Task prompt:
A faithful copy of all the data is required; pictures should not be included.

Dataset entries
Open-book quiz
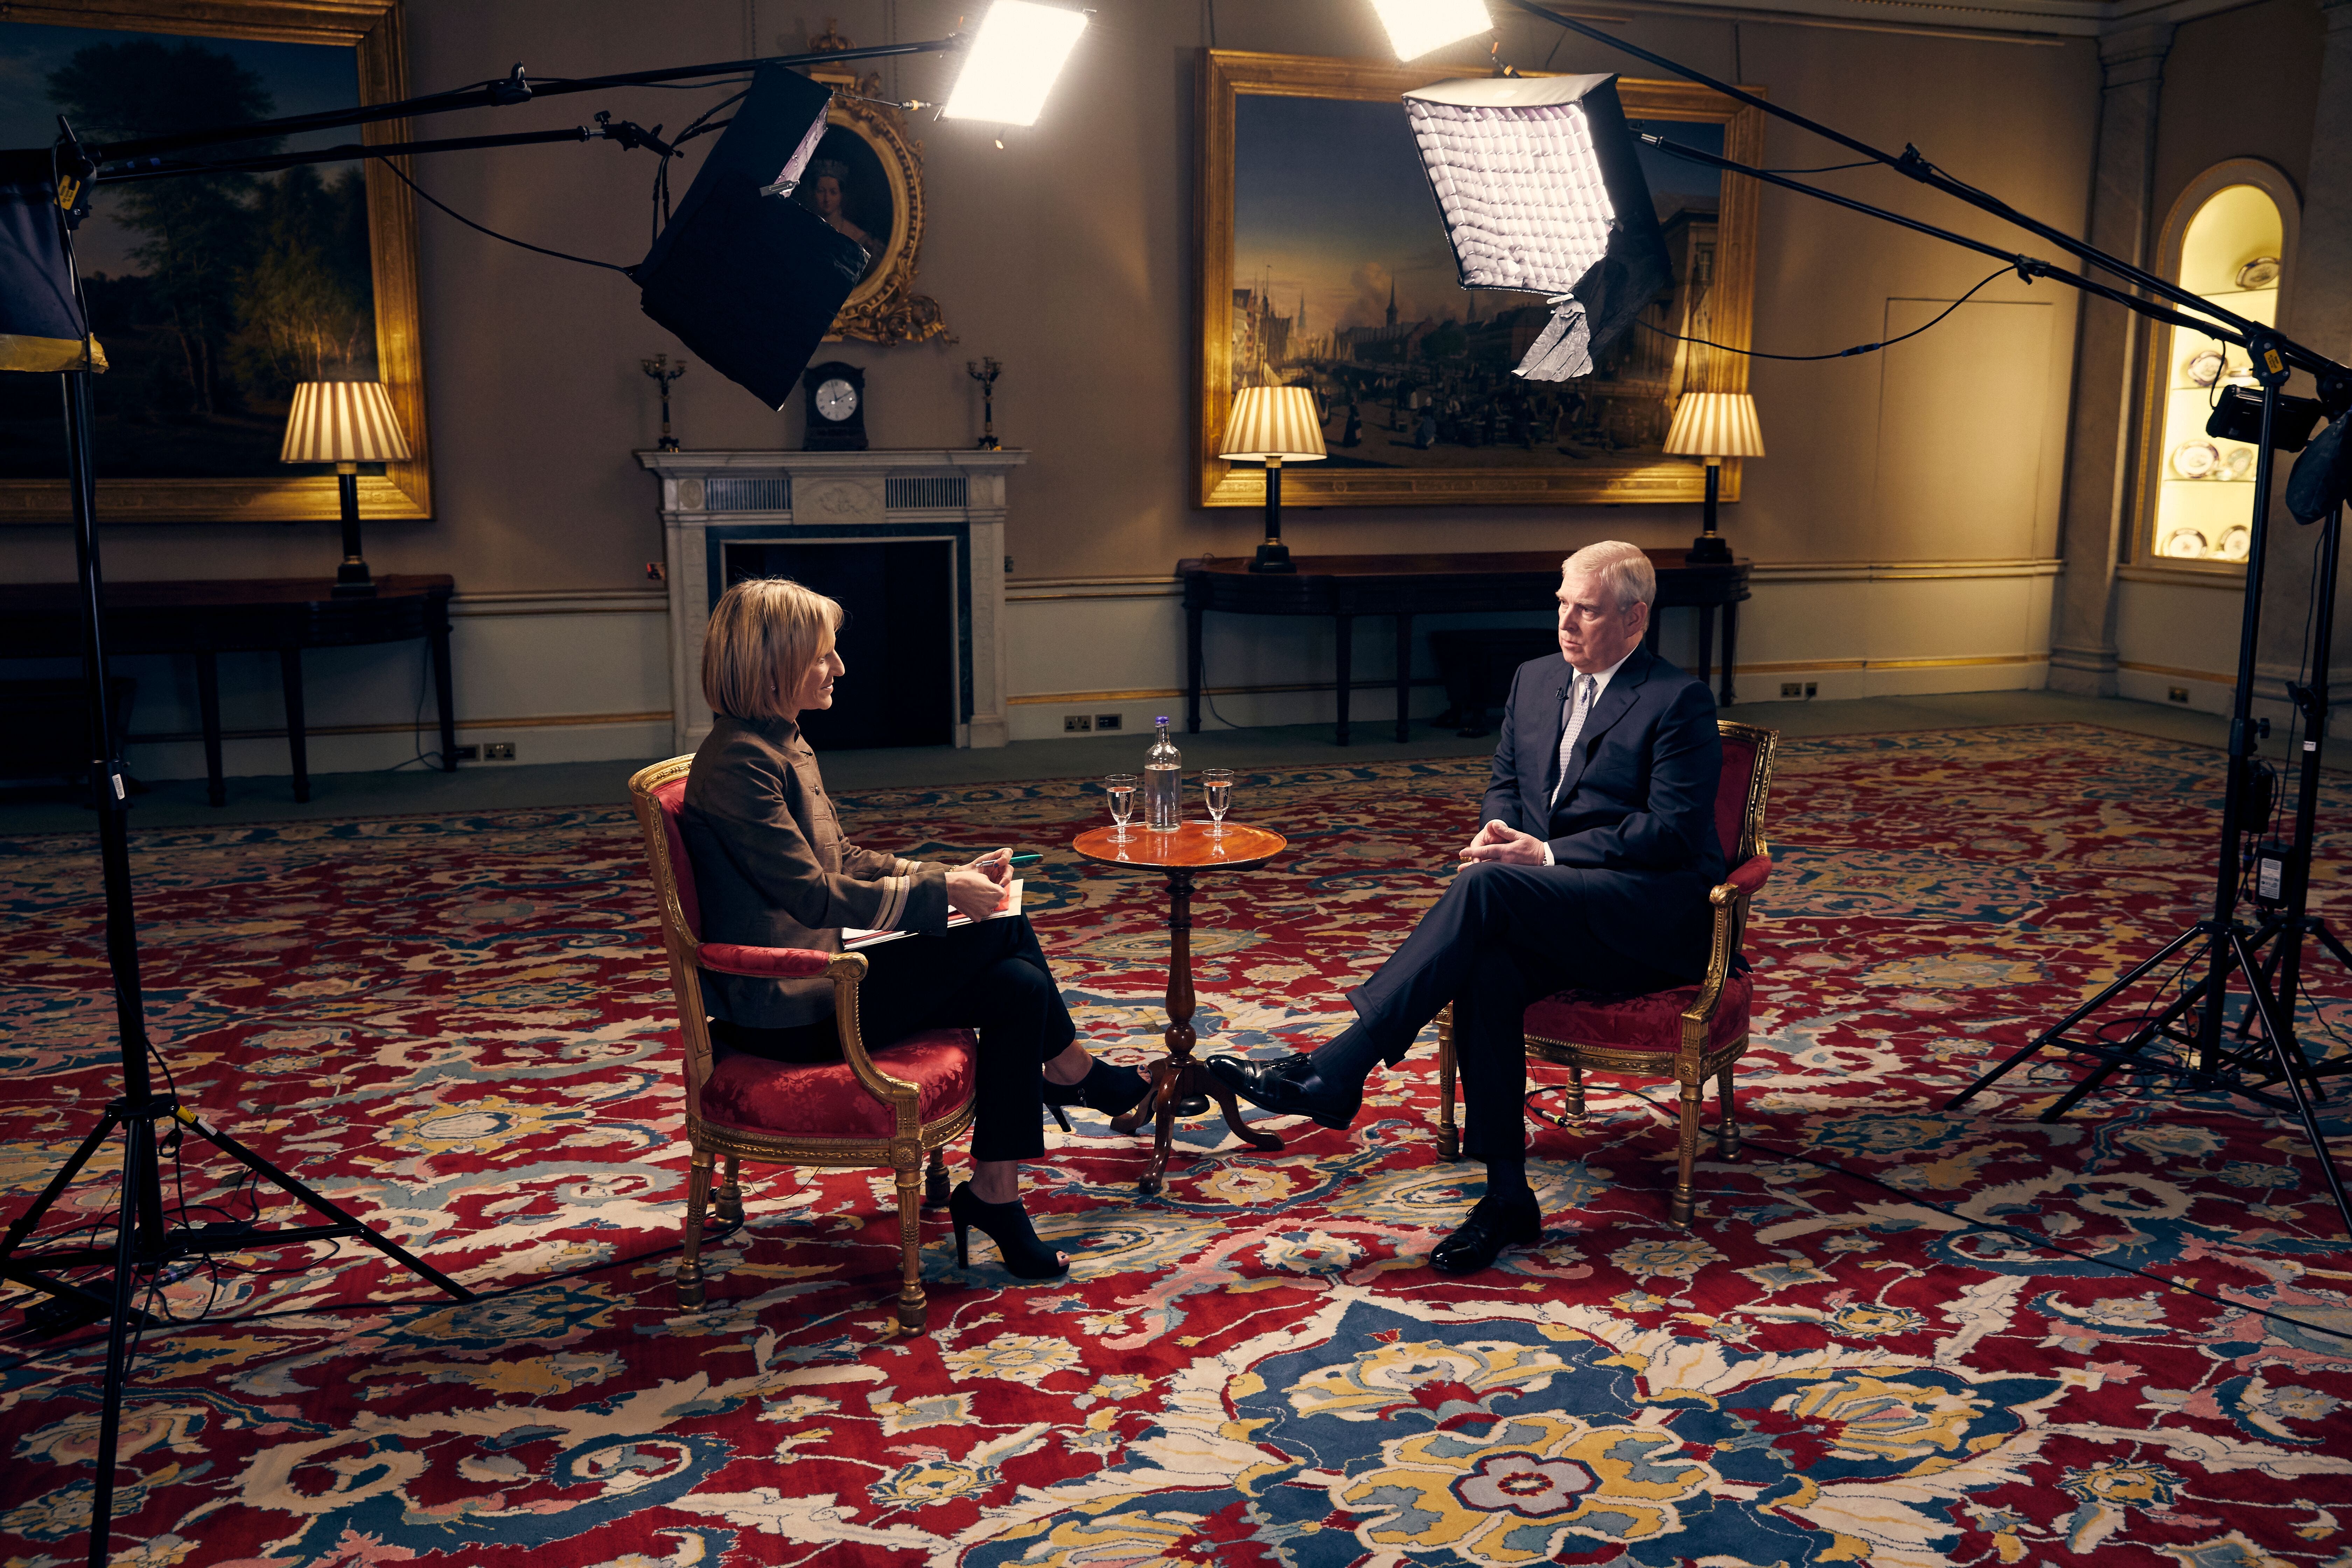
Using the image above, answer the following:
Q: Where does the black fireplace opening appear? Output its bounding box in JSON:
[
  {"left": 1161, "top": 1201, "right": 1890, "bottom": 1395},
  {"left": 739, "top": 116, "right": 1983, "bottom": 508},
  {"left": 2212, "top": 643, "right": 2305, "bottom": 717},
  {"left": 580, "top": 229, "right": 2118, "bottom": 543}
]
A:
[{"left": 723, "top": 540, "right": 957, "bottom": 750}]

Response:
Open-book quiz
Using the image above, answer the following:
Q: Where does the black fireplace opening appear? Output its bounding box in JSON:
[
  {"left": 1161, "top": 1201, "right": 1890, "bottom": 1395},
  {"left": 739, "top": 116, "right": 1983, "bottom": 508},
  {"left": 2212, "top": 643, "right": 2305, "bottom": 717},
  {"left": 580, "top": 229, "right": 2118, "bottom": 543}
]
A:
[{"left": 723, "top": 540, "right": 957, "bottom": 750}]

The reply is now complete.